Activity: From the news article on the beche-de-mer delay, copy the passage starting at "Delay in buying, exporting" up to and including "beche-de-mer (sea cucumber).".

Excerpt to read:
****************

Delay in buying, exporting of beche-de-mer worries locals

Business

A FISHERMAN from Central is concerned at further delay by National Fisheries Authority to open fishing, buying and exporting of beche-de-mer (sea cucumber).
Goata Taumaku, from Porebada village in Central, said notice by NFA to defer the opening of the fishery to next month was “disappointing”.
He said fishermen like himself had spent the past weeks collecting, boiling and drying their catch to sell this month.
An earlier paid advertisement by the NFA indicated July 1 as date for beche-de-mer to be opened.
However, according to a subsequent advertisement, opening had been moved back as NFA was conducting training for fishers and buyers this month in the four regions.
According to NFA, the training was aimed at those involved in processing sea cucumber to produce best quality beche-de-mer products.
“Another one month is too long delay and our beche-de-mer will be bad,” Taumaku said.
Meanwhile, Milne Bay deputy-governor and Kiriwina local-level government president Tom Cameron hoped the extension of sea cucumber harvest season to Aug 1 would be the last.

****************

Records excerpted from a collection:

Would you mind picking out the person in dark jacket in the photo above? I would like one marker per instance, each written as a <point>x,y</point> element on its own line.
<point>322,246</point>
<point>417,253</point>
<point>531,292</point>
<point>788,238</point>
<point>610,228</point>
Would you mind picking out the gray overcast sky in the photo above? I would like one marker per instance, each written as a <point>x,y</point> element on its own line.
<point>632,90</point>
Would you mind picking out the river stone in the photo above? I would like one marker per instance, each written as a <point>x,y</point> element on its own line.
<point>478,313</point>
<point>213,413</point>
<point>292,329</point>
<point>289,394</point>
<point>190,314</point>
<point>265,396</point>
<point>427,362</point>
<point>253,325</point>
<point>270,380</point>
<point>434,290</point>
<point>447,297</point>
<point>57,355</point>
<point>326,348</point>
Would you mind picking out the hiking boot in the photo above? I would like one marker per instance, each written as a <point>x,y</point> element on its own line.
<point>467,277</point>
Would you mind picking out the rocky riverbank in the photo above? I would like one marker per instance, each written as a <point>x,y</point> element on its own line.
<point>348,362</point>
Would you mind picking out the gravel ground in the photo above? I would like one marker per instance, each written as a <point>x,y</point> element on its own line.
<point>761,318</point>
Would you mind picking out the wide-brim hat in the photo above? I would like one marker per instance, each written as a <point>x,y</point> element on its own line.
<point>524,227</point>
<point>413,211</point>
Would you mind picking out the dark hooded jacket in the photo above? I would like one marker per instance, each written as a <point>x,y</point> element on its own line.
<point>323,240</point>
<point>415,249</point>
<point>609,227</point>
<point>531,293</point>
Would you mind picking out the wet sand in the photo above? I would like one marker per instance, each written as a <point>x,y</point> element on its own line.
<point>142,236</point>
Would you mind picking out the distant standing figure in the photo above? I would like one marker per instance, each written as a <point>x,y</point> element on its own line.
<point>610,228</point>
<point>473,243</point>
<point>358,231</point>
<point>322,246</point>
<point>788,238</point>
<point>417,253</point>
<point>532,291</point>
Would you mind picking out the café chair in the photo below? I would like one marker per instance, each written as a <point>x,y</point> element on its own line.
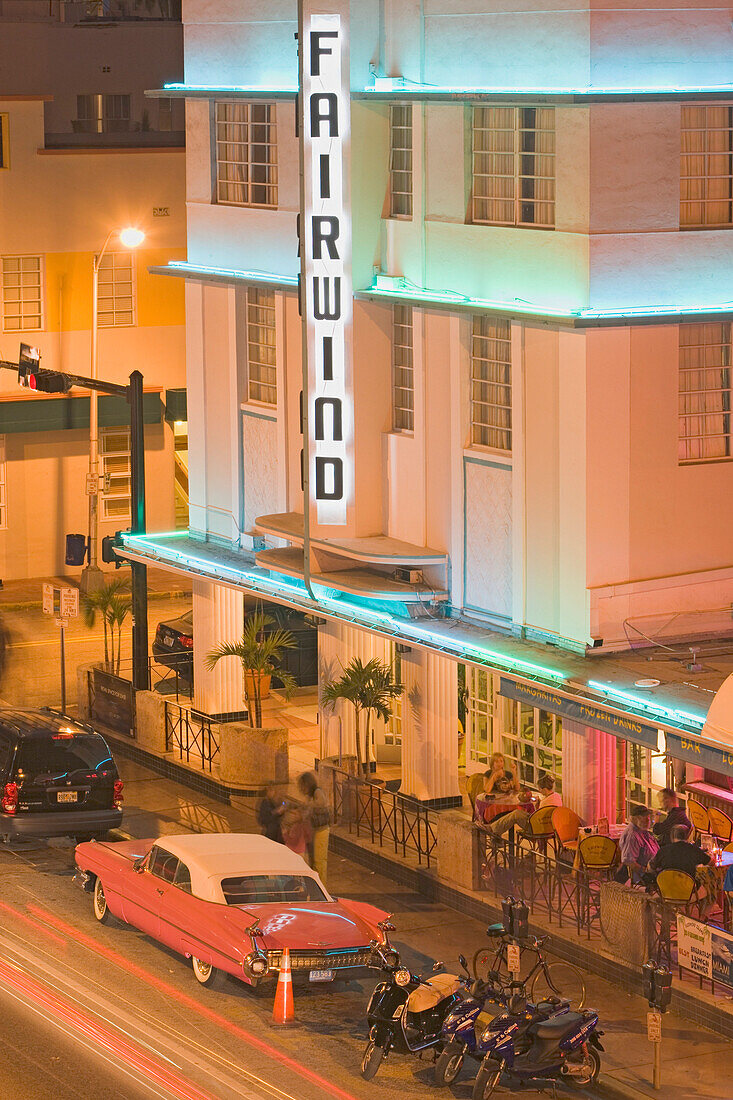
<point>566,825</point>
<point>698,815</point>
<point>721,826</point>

****************

Result of this exercise:
Delay in buying, exporting of beche-de-mer worries locals

Business

A FISHERMAN from Central is concerned at further delay by National Fisheries Authority to open fishing, buying and exporting of beche-de-mer (sea cucumber).